GOAL | Change every "shelf-audit checker" in the entries below to "inventory checker", leaving everything else the same.

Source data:
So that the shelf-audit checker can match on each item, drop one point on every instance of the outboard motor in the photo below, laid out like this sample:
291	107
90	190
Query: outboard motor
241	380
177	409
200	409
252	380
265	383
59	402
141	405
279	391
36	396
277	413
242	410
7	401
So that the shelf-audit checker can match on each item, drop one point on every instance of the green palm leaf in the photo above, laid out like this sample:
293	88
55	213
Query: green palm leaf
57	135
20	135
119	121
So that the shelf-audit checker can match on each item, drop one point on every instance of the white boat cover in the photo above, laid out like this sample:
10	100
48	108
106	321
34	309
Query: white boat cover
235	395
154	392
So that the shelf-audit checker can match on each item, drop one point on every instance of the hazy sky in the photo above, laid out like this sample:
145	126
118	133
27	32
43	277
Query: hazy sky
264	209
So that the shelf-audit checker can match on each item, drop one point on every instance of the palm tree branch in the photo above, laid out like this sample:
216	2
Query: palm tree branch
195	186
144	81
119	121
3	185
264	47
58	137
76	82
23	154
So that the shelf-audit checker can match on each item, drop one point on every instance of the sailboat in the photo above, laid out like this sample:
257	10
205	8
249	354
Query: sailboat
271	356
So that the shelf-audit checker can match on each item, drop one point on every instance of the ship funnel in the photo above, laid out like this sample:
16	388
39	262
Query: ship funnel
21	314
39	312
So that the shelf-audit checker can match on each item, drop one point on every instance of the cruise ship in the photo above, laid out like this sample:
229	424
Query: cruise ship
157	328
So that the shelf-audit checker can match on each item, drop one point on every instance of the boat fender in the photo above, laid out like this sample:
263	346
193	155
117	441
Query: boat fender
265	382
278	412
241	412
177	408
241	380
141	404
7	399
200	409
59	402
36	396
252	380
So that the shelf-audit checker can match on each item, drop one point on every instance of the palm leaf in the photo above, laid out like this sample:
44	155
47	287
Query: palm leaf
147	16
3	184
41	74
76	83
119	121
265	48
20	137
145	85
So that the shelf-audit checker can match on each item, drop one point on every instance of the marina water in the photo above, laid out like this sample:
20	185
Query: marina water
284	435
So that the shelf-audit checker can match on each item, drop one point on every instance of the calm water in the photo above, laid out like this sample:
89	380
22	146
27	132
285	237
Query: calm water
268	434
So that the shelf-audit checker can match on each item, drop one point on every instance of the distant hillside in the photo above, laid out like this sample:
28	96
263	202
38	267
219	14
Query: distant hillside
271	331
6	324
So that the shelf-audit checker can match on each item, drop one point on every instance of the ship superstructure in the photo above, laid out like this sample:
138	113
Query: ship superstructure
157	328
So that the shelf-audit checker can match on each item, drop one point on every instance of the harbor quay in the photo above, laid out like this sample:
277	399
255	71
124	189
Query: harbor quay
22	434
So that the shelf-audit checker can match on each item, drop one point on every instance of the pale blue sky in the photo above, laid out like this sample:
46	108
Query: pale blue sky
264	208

FULL OUTPUT |
So that the inventory checker can match on each item, drop one point on every instance of the outboard motor in the photo below, laid out like this sample:
291	107
90	190
Query: outboard motor
241	380
177	409
200	409
252	380
265	383
59	402
141	405
279	391
36	396
277	413
242	410
7	401
So that the inventory checker can match on each item, drop one point on every instance of the green palm leaf in the photo above, laid out like this sample:
293	88
55	213
Query: green palm leaf
57	135
20	135
119	121
So that the inventory checker can match on each item, drop one point on every instance of the white boat cover in the photo above, laid out like this sample:
10	100
48	108
106	321
34	309
Query: white boat cover
235	395
154	392
So that the inventory checker can match on each item, drop one point on every instance of the hazy sky in the photo above, laid out like this sample:
145	126
118	133
27	32
43	277
Query: hazy sky
264	209
So that the inventory checker can match on each item, drop one point on every instance of the palm tree branch in the photo above, laid out like this sample:
216	2
Query: palm tree branch
195	186
144	81
119	121
3	185
264	47
58	137
76	82
23	154
So that the inventory checker can match on each item, drop one point on every instance of the sailboat in the photo above, laid out like this sample:
257	10
205	8
249	354
Query: sailboat
271	356
So that the inventory checker can match on each item, drop one point on every instance of the ship funnel in the photo above, laid out like this sample:
16	388
39	262
Query: ship funnel
21	314
39	312
So that the inventory checker can match on each item, drop one point on every instance of the cruise ship in the photo above, laid out like this sample:
229	424
Query: cruise ship
157	328
So that the inventory checker can match on each item, drop one point on every instance of the boat fender in the photo above, laid out like this sample:
263	346
193	155
117	441
Query: boat fender
265	382
278	412
241	412
177	408
241	380
141	404
7	399
200	409
59	402
36	396
252	380
So that the inventory checker can match on each item, drop one point on every instance of the palm leaf in the photo above, laid out like this sample:
44	155
47	287
Query: palm leaf
147	16
3	184
41	74
76	83
119	121
265	48
20	137
145	85
So that the inventory checker can match on each item, drop one point on every instance of the marina water in the photo above, laid out like this sample:
20	185
Query: marina water
284	435
So that the inventory checker can match on each item, drop one point on every instance of the calm water in the photo above, laid out like this sample:
89	380
22	146
27	132
285	237
Query: calm water
268	434
So that the inventory checker can match on each item, drop one point on every instance of the distant hillside in the photo above, laid out like this sample:
28	96
263	202
38	267
219	14
Query: distant hillside
271	331
6	324
So that the inventory checker can match on each item, drop one point on every instance of the ship superstructure in the photo above, laid out like this sample:
138	113
Query: ship superstructure
157	328
So that the inventory checker can match on each item, drop one point on every instance of the harbor quay in the photo above, laid out like this sample:
277	399
255	71
124	189
Query: harbor quay
22	434
So that the inventory checker can match on each item, drop one point on every instance of the pale blue sky in the photo above, laid out like this sample:
46	108
Query: pale blue sky
264	208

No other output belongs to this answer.